COMPITI DELL'ESERCIZIO -
1. Trascrivi fedelmente un passo del testo sulla libertà cristiana: comincia dalle parole "Così al posto" e fermati dopo le parole "provocatore di liberazione.".
2. Prosegui il testo sulla libertà cristiana a partire dal punto in cui si interrompe.

TESTO FORNITO -
___

Così al posto dell’ostilità e del sospetto, prendeva rilievo una libertà cristiana aperta e impegnata. Non solo la preoccupazione di liberarsi dal peccato, ma anche la libertà attiva per realizzare i valori del regno di Dio e la sua giustizia nella storia. Non soltanto la libertà dalle fantasie, dalle pulsioni perverse o dagli arbitrii, ma anche il riconoscimento della libertà di una coscienza adulta e responsabile, il “nucleo più segreto e sacrario dell’uomo” (GS 16). Ancor di più, avviene il passaggio da una nuova esperienza della libertà liberata, alla solidarietà con coloro che sono privi della libertà e della dignità, come prova della sequela del Cristo liberatore e provocatore di liberazione.

E’ quello che constatava, vent’anni dopo il Concilio, proprio sul tema della libertà, il documento Libertatis conscientia, istruzione della Congregazione per la Dottrina della Fede: «Oggi a motivo delle formidabili sfide alle quali l’umanità deve fare fronte, è divenuto necessario e urgente, in modo del tutto nuovo, che l’amore di Dio e la libertà nella verità segnino con la loro impronta le relazioni tra gli uomini e tra i popoli e animino la vita delle culture... Una nuova fase della storia della libertà s’apre davanti a noi. Le capacità liberatrici della scienza, della tecnica, del lavoro, dell’economia e dell’azione politica daranno i loro frutti solo se troveranno la loro ispirazione e la loro misura nella verità e nell’amore più forti della sofferenza, rivelati agli uomini da Gesù Cristo» (LC, n. 24).

___

DATI -
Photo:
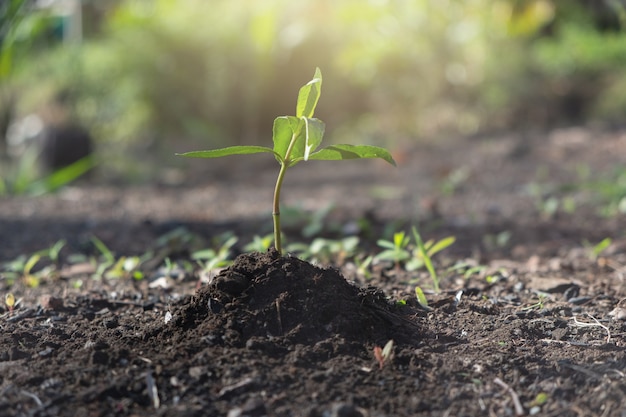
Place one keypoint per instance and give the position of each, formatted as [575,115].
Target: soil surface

___

RISPOSTE DELL'ESERCIZIO -
1.
Così al posto dell’ostilità e del sospetto, prendeva rilievo una libertà cristiana aperta e impegnata. Non solo la preoccupazione di liberarsi dal peccato, ma anche la libertà attiva per realizzare i valori del regno di Dio e la sua giustizia nella storia. Non soltanto la libertà dalle fantasie, dalle pulsioni perverse o dagli arbitrii, ma anche il riconoscimento della libertà di una coscienza adulta e responsabile, il “nucleo più segreto e sacrario dell’uomo” (GS 16). Ancor di più, avviene il passaggio da una nuova esperienza della libertà liberata, alla solidarietà con coloro che sono privi della libertà e della dignità, come prova della sequela del Cristo liberatore e provocatore di liberazione.

2.
In verità la libertà del cristiano è un processo faticoso, uno stato di perfezionamento. Cioè una libertà da liberare ed esercitare, una libertà da promuovere dentro le strutture di coscienza, ma anche dentro le strutture e l’organizzazione sociale perché diventi effettiva ed operativa nella vita degli uomini. E la stessa concezione della libertà non può essere costruita in astratto, facendo ricorso primariamente alle grandi nozioni teologiche, e neppure alle visioni planetarie dei “valori”. Ma a partire dall’ascolto di ciò che di fatto nella storia sta emergendo, nei pregi e nei difetti, nel campo della libertà.

Quando si intende parlare a tono ai nostri contemporanei, intercettando e interpellando vitalmente i desideri e le fatiche della gente, bisogna avere il coraggio di non «girare a vuoto nella gabbia del nostro pianeta» (Jonesco), per uscire fuori dal villaggio del sempre ripetuto e della tradizione ipostatizzata. Facendo proprie le domande contemporanee e prendendo con serietà le utopie del mondo contemporaneo. Il Concilio ha mostrato come dobbiamo procedere: in modo che la Parola di vita illumini l’esistenza concreta, dopo averla guardata con occhi di simpatia e di compassione.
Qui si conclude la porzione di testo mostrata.